_Metin:_
-- -- --
100 yıl önce ülkenin dört bir yanından gelen katılımcılarla düzenlenen İzmir İktisat Kongresi'nin 1979 yılında yıkılan ve 2022'de yeniden yapımına başlanan binası hizmete açıldı.

İzmir'de 17 Şubat 1923'te ülkenin dört bir yanından gelen katılımcılarla toplanan İzmir İktisat Kongresi'nin 1979 yılında yıkılan binası, işlevine uygun olarak kongrenin yüz yıl önce toplandığı alanda yapılan yeniden yapıldı. 100 yıl sonra yeniden yapılan İzmir İktisat Kongresi'nin binası, Hazine ve Maliye Bakanı Nureddin Nebati, AK Parti Genel Başkan Vekili ve İzmir Milletvekili Binali Yıldırım, AK Parti Genel Başkan Yardımcısı ve İzmir Milletvekili Hamza Dağ ile İzmir Valisi Yavuz Selim Köşger ve çok sayıda davetlinin katılımıyla açıldı.
-- -- --
_Yönerge A:_ Metne göre İzmir İktisat Kongresi hangi tarihte toplanmıştır?

_Veri girdileri:_
-- -- --
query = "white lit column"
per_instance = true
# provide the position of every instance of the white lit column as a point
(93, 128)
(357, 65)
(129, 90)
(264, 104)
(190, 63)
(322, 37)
-- -- --
_Yönerge B:_ Yukarıdaki veri satırlarının tamamını hiçbir değişiklik yapmadan çoğaltınız.

_Sonuç A:_ 17 Şubat 1923'te toplanmıştır.

_Sonuç B:_
query = "white lit column"
per_instance = true
# provide the position of every instance of the white lit column as a point
(93, 128)
(357, 65)
(129, 90)
(264, 104)
(190, 63)
(322, 37)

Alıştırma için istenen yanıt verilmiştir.